EXERCISE AIM.
Extract the complete data exactly as given.

THE DATA.
********

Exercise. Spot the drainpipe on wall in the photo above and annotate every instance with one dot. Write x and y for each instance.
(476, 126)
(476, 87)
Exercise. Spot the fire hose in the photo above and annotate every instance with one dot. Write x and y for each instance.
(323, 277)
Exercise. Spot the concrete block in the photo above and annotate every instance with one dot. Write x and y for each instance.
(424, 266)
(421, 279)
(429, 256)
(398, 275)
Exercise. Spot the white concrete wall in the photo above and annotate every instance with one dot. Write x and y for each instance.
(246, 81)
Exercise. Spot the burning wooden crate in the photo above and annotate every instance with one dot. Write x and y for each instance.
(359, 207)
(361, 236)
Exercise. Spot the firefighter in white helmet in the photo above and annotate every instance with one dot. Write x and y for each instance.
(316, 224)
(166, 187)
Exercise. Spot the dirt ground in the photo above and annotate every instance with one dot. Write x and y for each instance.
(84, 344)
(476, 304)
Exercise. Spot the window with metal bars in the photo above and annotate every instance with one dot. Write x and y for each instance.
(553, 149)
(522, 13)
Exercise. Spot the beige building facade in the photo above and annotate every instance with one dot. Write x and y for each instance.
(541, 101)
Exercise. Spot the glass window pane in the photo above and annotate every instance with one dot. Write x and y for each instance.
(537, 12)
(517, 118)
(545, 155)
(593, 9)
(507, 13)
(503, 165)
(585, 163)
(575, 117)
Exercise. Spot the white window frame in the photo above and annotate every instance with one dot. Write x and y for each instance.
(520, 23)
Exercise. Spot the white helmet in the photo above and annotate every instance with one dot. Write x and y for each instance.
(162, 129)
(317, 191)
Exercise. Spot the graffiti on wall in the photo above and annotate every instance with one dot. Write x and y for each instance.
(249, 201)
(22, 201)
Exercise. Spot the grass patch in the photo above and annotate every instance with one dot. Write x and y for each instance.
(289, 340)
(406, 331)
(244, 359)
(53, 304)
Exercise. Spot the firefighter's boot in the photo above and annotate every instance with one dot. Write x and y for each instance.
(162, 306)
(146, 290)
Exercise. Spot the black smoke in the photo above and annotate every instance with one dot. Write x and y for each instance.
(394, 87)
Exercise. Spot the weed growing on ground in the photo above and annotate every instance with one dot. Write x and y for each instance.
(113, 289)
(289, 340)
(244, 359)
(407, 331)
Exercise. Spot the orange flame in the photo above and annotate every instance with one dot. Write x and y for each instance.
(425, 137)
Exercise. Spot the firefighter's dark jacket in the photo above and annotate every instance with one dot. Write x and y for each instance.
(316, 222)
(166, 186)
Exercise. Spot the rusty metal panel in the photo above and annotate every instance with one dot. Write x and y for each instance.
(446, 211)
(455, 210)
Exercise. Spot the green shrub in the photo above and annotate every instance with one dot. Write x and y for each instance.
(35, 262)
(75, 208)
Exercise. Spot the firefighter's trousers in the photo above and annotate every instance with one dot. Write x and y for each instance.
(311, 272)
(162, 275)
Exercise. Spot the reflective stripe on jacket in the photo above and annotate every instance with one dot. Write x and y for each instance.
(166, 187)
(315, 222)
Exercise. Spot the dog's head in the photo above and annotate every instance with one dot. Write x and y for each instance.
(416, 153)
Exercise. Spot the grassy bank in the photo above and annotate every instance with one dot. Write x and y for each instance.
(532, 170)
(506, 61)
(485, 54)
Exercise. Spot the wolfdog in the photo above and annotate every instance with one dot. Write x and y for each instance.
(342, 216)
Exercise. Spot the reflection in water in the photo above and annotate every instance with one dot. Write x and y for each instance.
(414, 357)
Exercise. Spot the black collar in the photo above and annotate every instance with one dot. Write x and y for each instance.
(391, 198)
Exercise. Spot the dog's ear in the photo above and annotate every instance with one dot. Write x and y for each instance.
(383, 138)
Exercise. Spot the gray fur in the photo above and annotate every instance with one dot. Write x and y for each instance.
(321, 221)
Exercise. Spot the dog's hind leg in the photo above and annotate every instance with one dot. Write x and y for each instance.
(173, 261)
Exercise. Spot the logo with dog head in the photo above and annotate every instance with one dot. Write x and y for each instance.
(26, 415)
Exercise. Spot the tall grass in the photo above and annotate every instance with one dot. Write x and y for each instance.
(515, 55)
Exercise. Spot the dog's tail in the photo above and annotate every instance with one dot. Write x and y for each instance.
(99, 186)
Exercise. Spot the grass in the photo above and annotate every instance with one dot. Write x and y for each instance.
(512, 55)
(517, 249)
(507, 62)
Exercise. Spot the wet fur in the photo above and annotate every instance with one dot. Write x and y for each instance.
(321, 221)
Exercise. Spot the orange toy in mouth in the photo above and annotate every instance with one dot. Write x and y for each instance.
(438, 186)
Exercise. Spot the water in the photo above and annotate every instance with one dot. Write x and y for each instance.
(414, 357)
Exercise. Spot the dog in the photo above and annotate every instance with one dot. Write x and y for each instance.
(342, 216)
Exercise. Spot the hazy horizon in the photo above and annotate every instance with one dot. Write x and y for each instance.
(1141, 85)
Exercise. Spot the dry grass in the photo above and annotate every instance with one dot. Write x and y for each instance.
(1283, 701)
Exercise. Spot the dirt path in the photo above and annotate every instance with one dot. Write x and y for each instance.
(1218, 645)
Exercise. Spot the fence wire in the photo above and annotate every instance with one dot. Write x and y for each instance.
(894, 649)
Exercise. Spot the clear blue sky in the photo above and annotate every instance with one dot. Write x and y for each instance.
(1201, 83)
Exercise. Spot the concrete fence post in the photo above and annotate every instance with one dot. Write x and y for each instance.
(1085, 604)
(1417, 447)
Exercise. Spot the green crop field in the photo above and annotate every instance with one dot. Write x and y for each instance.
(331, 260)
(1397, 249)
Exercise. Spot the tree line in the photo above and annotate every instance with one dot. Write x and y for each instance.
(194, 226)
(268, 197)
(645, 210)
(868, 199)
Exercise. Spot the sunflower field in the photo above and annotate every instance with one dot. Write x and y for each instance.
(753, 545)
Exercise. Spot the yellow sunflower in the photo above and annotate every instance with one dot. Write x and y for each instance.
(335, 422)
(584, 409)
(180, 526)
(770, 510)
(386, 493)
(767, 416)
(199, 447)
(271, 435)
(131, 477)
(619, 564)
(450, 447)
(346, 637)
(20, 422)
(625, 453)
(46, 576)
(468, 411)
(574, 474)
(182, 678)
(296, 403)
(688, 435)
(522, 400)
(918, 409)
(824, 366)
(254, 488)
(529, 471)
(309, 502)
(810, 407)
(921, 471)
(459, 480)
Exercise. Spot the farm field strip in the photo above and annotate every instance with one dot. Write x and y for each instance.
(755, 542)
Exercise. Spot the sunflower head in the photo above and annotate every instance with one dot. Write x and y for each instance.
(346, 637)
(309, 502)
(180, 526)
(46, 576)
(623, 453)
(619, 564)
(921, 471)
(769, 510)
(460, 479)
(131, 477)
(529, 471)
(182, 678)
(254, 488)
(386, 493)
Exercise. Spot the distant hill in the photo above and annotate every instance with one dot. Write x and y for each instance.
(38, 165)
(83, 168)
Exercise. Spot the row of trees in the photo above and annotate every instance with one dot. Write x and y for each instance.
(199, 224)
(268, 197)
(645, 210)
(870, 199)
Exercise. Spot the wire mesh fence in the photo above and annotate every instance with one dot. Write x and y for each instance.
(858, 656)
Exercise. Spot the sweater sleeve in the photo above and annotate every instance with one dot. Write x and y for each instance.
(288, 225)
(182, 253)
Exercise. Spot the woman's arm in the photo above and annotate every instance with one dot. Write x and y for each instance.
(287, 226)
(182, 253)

********

OUTPUT FOR THIS EXERCISE.
Exercise. Spot the drainpipe on wall in the photo above and annotate every instance with one dot. Write x and y for each instance.
(476, 126)
(476, 87)
Exercise. Spot the fire hose in the photo above and annotate every instance with one dot. Write x and y for each instance.
(323, 277)
Exercise. Spot the concrete block in the photo above and annotate every instance with one dot. Write x and y for each instance.
(424, 266)
(421, 279)
(429, 256)
(398, 275)
Exercise. Spot the white concrete wall in the photo above and annotate every instance with one dot. Write x and y for each instance.
(246, 81)
Exercise. Spot the burning wooden crate in the photo above and annotate every instance with one dot. Write x and y for each instance.
(359, 207)
(361, 236)
Exercise. Spot the firefighter in white helmet in the photo above and annotate every instance with one dot. Write x and y for each instance.
(316, 224)
(166, 187)
Exercise. Spot the dirt ground in the photo above and annotate every instance with one dot. Write x and y for each instance.
(84, 344)
(476, 304)
Exercise. Spot the window with metal bars in the photo above and annotate every instance with one dot. Write x and y for each instance.
(553, 149)
(522, 13)
Exercise. Spot the beige building facade in the photo above and annotate every instance with one dot. Write x and y for each instance.
(541, 101)
Exercise. Spot the glass window pane in the photo above and annotate every instance with one dot. Write x and y for each instance.
(537, 12)
(517, 118)
(545, 155)
(593, 9)
(507, 13)
(503, 165)
(585, 163)
(575, 117)
Exercise. Spot the white window frame in the photo above and annotate every instance with one dot. Write x and y for each instance.
(520, 23)
Exercise. Spot the white helmet in the photo above and annotate every instance with one dot. Write x and y for each instance.
(162, 129)
(317, 191)
Exercise. Spot the graffiti on wall in the photo above and annotate every instance with one dot. Write x and y for each instance.
(249, 201)
(22, 201)
Exercise. Spot the grass patch in the photo above and annotate every instance with one dot. Write x and y for each instance.
(289, 340)
(406, 331)
(244, 359)
(53, 304)
Exercise. Spot the firefighter's boot in the photo above and annotate every instance with one dot. Write x and y for each instance.
(162, 306)
(146, 290)
Exercise. Spot the black smoke in the photo above and annotate every instance with one dot. Write x and y for each instance.
(394, 87)
Exercise. Spot the weed growing on ground in the photo above and annotate every instance with one dot. Write x and y for each instance.
(113, 289)
(289, 340)
(244, 359)
(407, 331)
Exercise. Spot the orange flame in the photo above and annotate every instance with one dot. Write x and y for each instance.
(425, 137)
Exercise. Spot the firefighter's dark jacket in the photo above and annotate every instance with one dot. Write x and y for each instance.
(316, 222)
(166, 186)
Exercise. Spot the rusty metal panel in the photo above and annotate every instance with one dot. Write x and y for each instance.
(446, 211)
(455, 210)
Exercise. Spot the green shrub in the photo above and annotate every instance with one dot. Write x and y for each instance.
(35, 262)
(75, 208)
Exercise. Spot the firefighter's trousers in the photo above and annotate every instance with one dot. Write x and y for each instance.
(311, 272)
(162, 275)
Exercise. Spot the reflective stripe on jacket in the photo above and annotate every instance with one dot. Write x and y for each instance.
(166, 187)
(315, 222)
Exercise. Spot the dog's head in the photo above and annotate every instance with one dot. Write x and y for each instance.
(416, 153)
Exercise. Spot the grassy bank in the photo above and annotate every instance with one dot. Write x and y for each instance.
(532, 170)
(506, 61)
(485, 54)
Exercise. Spot the wolfdog in the photo above and annotate every instance with one dot. Write x and y for each instance.
(342, 216)
Exercise. Spot the reflection in water in the photo above and annotate every instance with one dot. Write x and y for each instance.
(414, 357)
Exercise. Spot the black collar in the photo above and annotate every instance with one dot. Write x and y for each instance.
(391, 198)
Exercise. Spot the dog's ear in the photo above and annotate every instance with one dot. Write x and y for each instance.
(383, 138)
Exercise. Spot the gray fur in the photo above and annotate every instance with one dot. Write x and y for each instance.
(321, 221)
Exercise. Spot the dog's hind leg in the photo above and annotate every instance with one dot. Write x and y for each instance.
(173, 261)
Exercise. Spot the logo with dog head in the photo above and annotate every instance with one dot. Write x and y for each instance.
(26, 415)
Exercise. Spot the tall grass in the photo above and annotate every instance with one dot. Write x and y for each instance.
(515, 55)
Exercise. Spot the dog's tail in the photo above and annotate every instance with one dot. Write x and y for each instance.
(99, 186)
Exercise. Spot the grass in the photo above and annotate every instance with one dot. Write x and y for each instance.
(512, 55)
(517, 249)
(507, 62)
Exercise. Spot the wet fur in the photo above and annotate every instance with one dot. Write x and y for each instance.
(321, 221)
Exercise. Spot the orange toy in mouth in the photo above and annotate every instance with one dot. Write x and y for each instance.
(438, 186)
Exercise. Spot the water in the photo above and annotate every instance with one dot. Write x and y for each instance.
(414, 357)
Exercise. Spot the dog in the photo above and annotate every instance with one dot. Write x and y for each instance.
(342, 216)
Exercise. Spot the hazy horizon in the photo above and annotate every instance with one dot. Write x and y for each instance.
(1141, 85)
Exercise. Spot the dry grass in the photo above and annotate every instance with one dot. Write x and y for each instance.
(1283, 701)
Exercise. Spot the dirt path in the photo above and annotate every instance with one dot. Write x and y for each instance.
(1218, 645)
Exercise. Spot the fence wire in the photo above and annotate every instance with one dot. Write x and y for each instance.
(894, 649)
Exercise. Spot the clear blue sky in the photo above and annotate every instance with one dot. Write x and y for each instance.
(1201, 83)
Exercise. Spot the concrete fence post in the photo above and annotate every instance with one dot. Write x and y for each instance.
(1085, 604)
(1417, 447)
Exercise. Spot the green crop field in the photo above and annotate every instance with one dot. Write x and y for each instance.
(331, 260)
(1397, 249)
Exercise. Spot the tree line in the photo above and annotate every instance with one dot. Write x and y for each instance.
(194, 226)
(268, 197)
(645, 210)
(868, 199)
Exercise. Spot the sunflower field in the photo above and annotate every instance with one dot. Write x and y for each instance.
(753, 545)
Exercise. Spot the yellow sunflower in the photo above and annotate every instance with one dot. Write x and y for each instance.
(335, 422)
(584, 409)
(180, 526)
(770, 510)
(386, 493)
(767, 416)
(199, 447)
(271, 435)
(131, 477)
(619, 564)
(450, 447)
(346, 637)
(20, 422)
(625, 453)
(46, 576)
(468, 411)
(574, 474)
(182, 678)
(296, 403)
(688, 435)
(522, 400)
(918, 409)
(824, 366)
(254, 488)
(529, 471)
(309, 502)
(810, 407)
(921, 471)
(459, 480)
Exercise. Spot the farm field strip in the photo above and annotate every instance with one dot. Write x and y for each instance.
(755, 542)
Exercise. Spot the sunflower head in the photo above and annotate every instance with one dot. Write x and y for each instance.
(346, 637)
(309, 502)
(180, 526)
(46, 576)
(623, 453)
(619, 564)
(921, 471)
(769, 510)
(460, 479)
(131, 477)
(529, 471)
(182, 678)
(254, 488)
(386, 493)
Exercise. Spot the distant hill in the photo above and annotate every instance with one dot. Write x and y for each instance.
(38, 165)
(83, 168)
Exercise. Spot the row of trees in the photo above and annotate every instance with one dot. Write x and y for each instance.
(199, 224)
(268, 197)
(645, 210)
(870, 199)
Exercise. Spot the wire mesh fence in the photo above and annotate every instance with one dot. Write x and y for each instance.
(858, 656)
Exercise. Spot the sweater sleeve in the photo above and annotate every instance with one dot. Write x and y for each instance.
(288, 225)
(182, 253)
Exercise. Spot the woman's arm in the photo above and annotate every instance with one dot. Write x and y for each instance.
(287, 226)
(182, 253)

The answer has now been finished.